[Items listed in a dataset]
◆ ◆ ◆ ◆ ◆
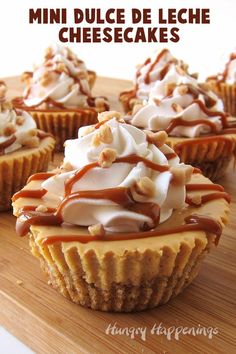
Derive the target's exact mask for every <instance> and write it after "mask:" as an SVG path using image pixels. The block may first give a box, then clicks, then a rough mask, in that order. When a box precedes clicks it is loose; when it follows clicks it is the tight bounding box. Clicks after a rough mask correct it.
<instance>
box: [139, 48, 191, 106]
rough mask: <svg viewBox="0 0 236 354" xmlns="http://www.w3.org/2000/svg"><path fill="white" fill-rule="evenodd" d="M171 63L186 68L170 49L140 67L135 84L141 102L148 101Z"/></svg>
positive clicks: (143, 64)
mask: <svg viewBox="0 0 236 354" xmlns="http://www.w3.org/2000/svg"><path fill="white" fill-rule="evenodd" d="M171 63H176V64H177V63H178V64H179V65H180V66H181V67H183V68H186V69H187V66H186V64H184V63H183V62H182V61H181V60H177V59H176V58H174V56H173V55H172V54H171V53H170V51H169V50H168V49H163V50H161V51H159V52H158V53H155V54H154V55H153V56H152V57H151V58H148V59H147V60H146V61H145V63H144V64H143V65H141V66H140V67H138V70H137V73H136V77H135V80H134V84H135V86H136V88H137V91H136V96H137V98H138V99H140V100H147V99H148V98H149V94H150V92H151V91H152V90H153V89H154V87H155V84H156V82H157V81H159V80H161V79H162V75H163V70H168V67H169V65H170V64H171Z"/></svg>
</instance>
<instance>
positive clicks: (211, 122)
mask: <svg viewBox="0 0 236 354" xmlns="http://www.w3.org/2000/svg"><path fill="white" fill-rule="evenodd" d="M198 124H204V125H207V126H209V127H210V128H211V129H212V131H213V132H214V133H217V130H216V125H215V123H214V122H211V121H209V120H205V119H196V120H192V121H186V120H184V119H183V118H181V117H179V118H176V119H173V120H172V121H171V122H170V124H169V125H168V127H167V128H166V129H165V131H166V132H167V134H170V133H171V132H172V130H174V129H175V128H176V127H179V126H184V127H194V126H195V125H198Z"/></svg>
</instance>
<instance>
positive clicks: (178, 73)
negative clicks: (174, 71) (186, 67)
mask: <svg viewBox="0 0 236 354" xmlns="http://www.w3.org/2000/svg"><path fill="white" fill-rule="evenodd" d="M176 71H177V73H178V74H180V75H185V71H184V70H183V68H181V66H179V65H176Z"/></svg>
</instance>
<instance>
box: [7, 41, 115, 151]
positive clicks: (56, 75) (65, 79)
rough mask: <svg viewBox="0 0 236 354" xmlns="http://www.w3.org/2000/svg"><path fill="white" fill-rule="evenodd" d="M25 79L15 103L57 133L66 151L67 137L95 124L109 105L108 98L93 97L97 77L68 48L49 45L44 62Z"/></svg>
mask: <svg viewBox="0 0 236 354" xmlns="http://www.w3.org/2000/svg"><path fill="white" fill-rule="evenodd" d="M89 75H90V76H89ZM93 77H94V75H93ZM22 78H23V81H24V82H25V84H26V88H25V90H24V92H23V96H22V97H16V98H15V99H14V100H13V104H14V106H15V107H17V108H22V109H24V110H26V111H28V112H29V113H30V114H31V115H32V116H33V118H34V119H35V121H36V123H37V126H38V127H39V128H40V129H43V130H45V131H47V132H49V133H51V134H53V135H54V136H55V138H56V141H57V145H56V148H57V150H58V151H62V150H63V144H64V142H65V140H67V139H70V138H74V137H76V136H77V133H78V129H79V127H81V126H84V125H89V124H94V123H96V121H97V114H98V112H102V111H104V110H107V109H108V108H109V106H108V103H107V100H106V98H105V97H93V96H92V93H91V89H90V86H91V85H92V84H93V83H92V81H94V80H95V78H94V79H92V78H91V74H89V72H88V71H87V69H86V66H85V64H84V62H83V61H81V60H79V59H78V58H77V57H76V56H75V54H73V53H72V52H71V50H69V49H68V48H64V47H61V46H53V47H49V48H48V49H47V51H46V55H45V60H44V62H43V63H41V64H40V65H38V66H37V67H35V69H34V71H33V72H25V73H24V74H23V76H22Z"/></svg>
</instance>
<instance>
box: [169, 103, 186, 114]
mask: <svg viewBox="0 0 236 354" xmlns="http://www.w3.org/2000/svg"><path fill="white" fill-rule="evenodd" d="M171 107H172V108H173V110H174V111H175V112H177V113H180V112H182V111H183V108H182V107H181V106H180V104H178V103H172V105H171Z"/></svg>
◆ ◆ ◆ ◆ ◆
Prompt>
What is needed is an exact repeat of every entry above, with the pictures left out.

Exercise output>
Derive the target's exact mask for every <instance> and write it after "mask:" as an SVG path using image pixels. The block may first give a box, then clicks, then a rough mask, in that order. When a box precedes clicks it is loose; when it follows clicks it is the tight bounding box. Clicks after a rough mask correct it.
<instance>
box: [139, 48, 191, 106]
rough mask: <svg viewBox="0 0 236 354" xmlns="http://www.w3.org/2000/svg"><path fill="white" fill-rule="evenodd" d="M171 63L186 68L170 49L140 67L135 84L141 102L148 101Z"/></svg>
positive clicks: (143, 64)
mask: <svg viewBox="0 0 236 354" xmlns="http://www.w3.org/2000/svg"><path fill="white" fill-rule="evenodd" d="M171 63H176V64H177V63H178V64H179V65H180V66H181V67H183V68H186V69H187V66H186V64H184V63H183V62H182V61H181V60H177V59H176V58H174V56H173V55H172V54H171V53H170V51H169V50H168V49H163V50H161V51H159V52H158V53H155V54H154V55H153V56H152V57H151V58H148V59H147V60H146V61H145V63H144V64H143V65H141V66H140V67H138V70H137V73H136V77H135V80H134V84H135V86H136V88H137V91H136V96H137V98H138V99H140V100H147V99H148V98H149V94H150V92H151V91H152V90H153V89H154V87H155V84H156V82H157V81H159V80H161V79H162V75H163V70H168V67H169V65H170V64H171Z"/></svg>
</instance>
<instance>
positive clicks: (211, 122)
mask: <svg viewBox="0 0 236 354" xmlns="http://www.w3.org/2000/svg"><path fill="white" fill-rule="evenodd" d="M198 124H204V125H207V126H209V127H210V128H211V129H212V131H213V132H214V133H217V130H216V125H215V123H214V122H211V121H209V120H205V119H196V120H192V121H186V120H184V119H183V118H181V117H179V118H176V119H173V120H172V121H171V122H170V124H169V125H168V127H167V128H166V129H165V131H166V132H167V134H170V133H171V132H172V130H174V129H175V128H176V127H179V126H184V127H194V126H195V125H198Z"/></svg>
</instance>
<instance>
positive clicks: (178, 73)
negative clicks: (174, 71) (186, 67)
mask: <svg viewBox="0 0 236 354" xmlns="http://www.w3.org/2000/svg"><path fill="white" fill-rule="evenodd" d="M176 71H177V73H178V74H180V75H185V71H184V70H183V68H181V66H179V65H176Z"/></svg>
</instance>
<instance>
box: [7, 41, 115, 151]
positive clicks: (56, 75) (65, 79)
rough mask: <svg viewBox="0 0 236 354" xmlns="http://www.w3.org/2000/svg"><path fill="white" fill-rule="evenodd" d="M25 79L15 103L57 133L66 151L67 137L95 124L109 105L108 98L93 97L97 77L68 48L49 45L44 62Z"/></svg>
mask: <svg viewBox="0 0 236 354" xmlns="http://www.w3.org/2000/svg"><path fill="white" fill-rule="evenodd" d="M89 75H90V76H89ZM93 77H94V75H93ZM22 78H23V81H24V82H25V84H26V88H25V90H24V92H23V96H22V97H16V98H15V99H14V100H13V104H14V106H15V107H17V108H22V109H24V110H26V111H28V112H29V113H30V114H31V115H32V116H33V118H34V119H35V121H36V123H37V126H38V127H39V128H40V129H43V130H45V131H47V132H49V133H51V134H53V135H54V136H55V138H56V141H57V145H56V148H57V150H58V151H62V150H63V144H64V142H65V140H67V139H70V138H74V137H76V136H77V133H78V129H79V127H81V126H84V125H89V124H94V123H96V121H97V114H98V112H102V111H104V110H107V109H108V108H109V106H108V103H107V100H106V98H105V97H93V96H92V93H91V89H90V86H91V85H92V84H93V83H92V81H94V80H95V78H94V79H92V78H91V74H89V72H88V71H87V69H86V66H85V64H84V62H83V61H81V60H79V59H78V58H77V57H76V56H75V54H73V53H72V52H71V50H69V49H68V48H64V47H61V46H53V47H49V48H48V49H47V51H46V55H45V60H44V62H43V63H41V64H40V65H38V66H37V67H35V69H34V71H33V72H25V73H24V74H23V76H22Z"/></svg>
</instance>
<instance>
box: [169, 103, 186, 114]
mask: <svg viewBox="0 0 236 354" xmlns="http://www.w3.org/2000/svg"><path fill="white" fill-rule="evenodd" d="M171 107H172V108H173V110H174V111H175V112H177V113H180V112H182V111H183V108H182V107H181V106H180V104H178V103H172V105H171Z"/></svg>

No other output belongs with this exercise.